_Work instructions_:
Print each of the following lines word for word, with nothing changed.

_Supplied material_:
------------------------------------------------------------------------

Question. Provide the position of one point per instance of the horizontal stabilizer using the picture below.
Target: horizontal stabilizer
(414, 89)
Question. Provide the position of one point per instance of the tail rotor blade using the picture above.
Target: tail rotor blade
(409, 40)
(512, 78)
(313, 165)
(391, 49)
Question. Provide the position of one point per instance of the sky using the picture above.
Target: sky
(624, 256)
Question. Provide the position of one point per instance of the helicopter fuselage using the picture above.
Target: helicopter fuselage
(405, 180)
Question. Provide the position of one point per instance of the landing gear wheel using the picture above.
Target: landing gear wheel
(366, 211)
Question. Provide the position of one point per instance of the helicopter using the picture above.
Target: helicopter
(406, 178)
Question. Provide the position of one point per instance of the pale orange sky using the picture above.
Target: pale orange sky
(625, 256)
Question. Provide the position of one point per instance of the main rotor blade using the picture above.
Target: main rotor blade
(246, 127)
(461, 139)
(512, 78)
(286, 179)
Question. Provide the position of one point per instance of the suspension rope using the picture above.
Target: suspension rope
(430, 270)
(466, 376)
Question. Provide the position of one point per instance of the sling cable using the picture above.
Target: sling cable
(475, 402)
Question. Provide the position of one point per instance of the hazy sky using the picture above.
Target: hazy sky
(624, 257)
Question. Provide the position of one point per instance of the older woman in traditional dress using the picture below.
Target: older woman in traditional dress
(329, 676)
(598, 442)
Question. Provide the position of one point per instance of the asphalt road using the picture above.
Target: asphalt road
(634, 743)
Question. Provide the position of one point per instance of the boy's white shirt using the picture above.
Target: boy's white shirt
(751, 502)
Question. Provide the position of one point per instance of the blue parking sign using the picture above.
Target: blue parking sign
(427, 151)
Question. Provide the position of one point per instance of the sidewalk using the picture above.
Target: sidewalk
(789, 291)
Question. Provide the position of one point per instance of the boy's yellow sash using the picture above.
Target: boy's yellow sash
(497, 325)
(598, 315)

------------------------------------------------------------------------

_Worked answer_:
Question. Provide the position of one point per instance of the horizontal stabilizer using the picture below.
Target: horizontal stabilizer
(414, 89)
Question. Provide the position of one point per instance of the tail rotor blade using the picture above.
Target: tail rotor blade
(409, 40)
(512, 78)
(313, 165)
(391, 49)
Question. Provide the position of one point per instance of the sky using the picture above.
Target: sky
(624, 256)
Question. Provide the position of one point per instance of the helicopter fuselage using the picture above.
Target: helicopter fuselage
(405, 180)
Question. Provide the position of one point per instance of the landing gear wheel using the picture above.
Target: landing gear wheel
(366, 211)
Question. Provide the position of one point per instance of the helicopter using the picture above.
Target: helicopter
(406, 178)
Question. Provide the position of one point per instance of the pale orange sky using the picture above.
Target: pale orange sky
(625, 256)
Question. Provide the position of one point per instance of the main rotor blade using the picture above.
Target: main rotor blade
(246, 127)
(461, 139)
(512, 78)
(286, 179)
Question. Provide the position of one point per instance of the suspension rope using the picture above.
Target: suspension rope
(430, 270)
(466, 376)
Question. Provide the position of one point per instance of the sling cable using the picture above.
Target: sling cable
(475, 402)
Question. Provide the position of one point per instance of the hazy sky using the picture above.
Target: hazy sky
(624, 257)
Question. Provide the position of one point per instance of the older woman in traditional dress using the picture below.
Target: older woman in traditional dress
(329, 676)
(598, 442)
Question. Provide the position of one point per instance of the asphalt road using the picture above.
Target: asphalt road
(634, 743)
Question. Provide the position of one point per instance of the boy's white shirt using the picture above.
Target: boy's white shirt
(751, 502)
Question. Provide the position of one point per instance of the blue parking sign using the picture above.
Target: blue parking sign
(427, 151)
Question. Provide the position of one point per instance of the sidewalk using the picture above.
Target: sidewalk
(789, 291)
Question. Provide the position of one point per instance of the boy's yellow sash using the picture above.
Target: boy's yellow sash
(497, 325)
(598, 315)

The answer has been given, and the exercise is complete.